-- Required work --
Write each entry out again verbatim, pictures excluded.

-- Records supplied --
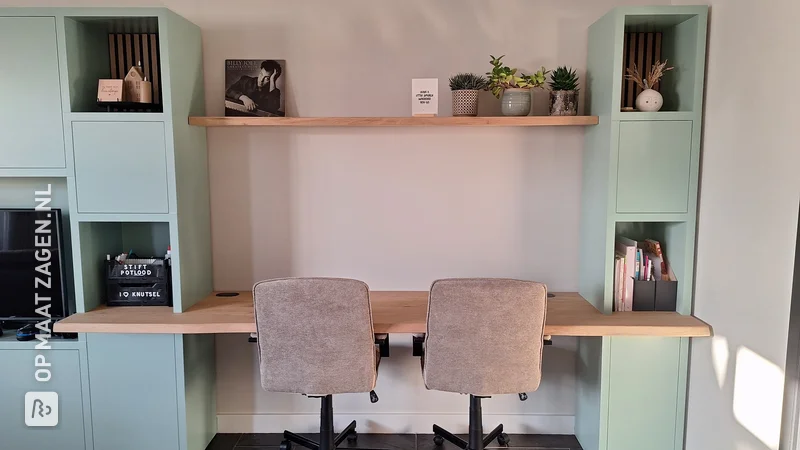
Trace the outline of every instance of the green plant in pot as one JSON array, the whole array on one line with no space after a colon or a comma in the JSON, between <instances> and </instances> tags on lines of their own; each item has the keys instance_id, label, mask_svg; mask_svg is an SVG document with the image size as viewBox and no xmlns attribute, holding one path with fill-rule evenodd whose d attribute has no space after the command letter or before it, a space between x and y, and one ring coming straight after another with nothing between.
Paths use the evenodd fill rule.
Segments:
<instances>
[{"instance_id":1,"label":"green plant in pot","mask_svg":"<svg viewBox=\"0 0 800 450\"><path fill-rule=\"evenodd\" d=\"M550 74L550 115L578 115L578 74L561 66Z\"/></svg>"},{"instance_id":2,"label":"green plant in pot","mask_svg":"<svg viewBox=\"0 0 800 450\"><path fill-rule=\"evenodd\" d=\"M503 64L503 57L492 55L489 63L492 71L486 72L489 77L489 90L501 99L500 109L504 116L527 116L531 112L531 93L533 88L541 88L547 81L549 71L542 67L533 75L525 75L518 69ZM519 72L519 73L518 73Z\"/></svg>"},{"instance_id":3,"label":"green plant in pot","mask_svg":"<svg viewBox=\"0 0 800 450\"><path fill-rule=\"evenodd\" d=\"M454 116L478 115L478 91L489 85L489 80L474 73L459 73L450 77L450 90L453 93Z\"/></svg>"}]
</instances>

-- Written reply --
Trace the outline of every instance of the green plant in pot as one JSON array, the whole array on one line with no space after a colon or a comma in the JSON, between <instances> and </instances> tags on lines of their own; each item has the keys instance_id, label, mask_svg; mask_svg is an SVG document with the image size as viewBox and no xmlns attribute, holding one path with fill-rule evenodd whose d attribute has no space after the command letter or before it, a space between x and y, and one ring coming straight after another with nothing between.
Paths use the evenodd fill rule.
Segments:
<instances>
[{"instance_id":1,"label":"green plant in pot","mask_svg":"<svg viewBox=\"0 0 800 450\"><path fill-rule=\"evenodd\" d=\"M550 74L550 115L578 115L578 74L561 66Z\"/></svg>"},{"instance_id":2,"label":"green plant in pot","mask_svg":"<svg viewBox=\"0 0 800 450\"><path fill-rule=\"evenodd\" d=\"M503 64L503 57L492 55L489 63L492 71L486 72L489 77L489 90L501 99L500 109L504 116L527 116L531 112L531 93L533 88L541 88L547 81L549 71L542 67L533 75L525 75L518 69ZM519 72L519 73L518 73Z\"/></svg>"},{"instance_id":3,"label":"green plant in pot","mask_svg":"<svg viewBox=\"0 0 800 450\"><path fill-rule=\"evenodd\" d=\"M454 116L478 115L478 91L489 85L489 80L474 73L459 73L450 77L450 90L453 93Z\"/></svg>"}]
</instances>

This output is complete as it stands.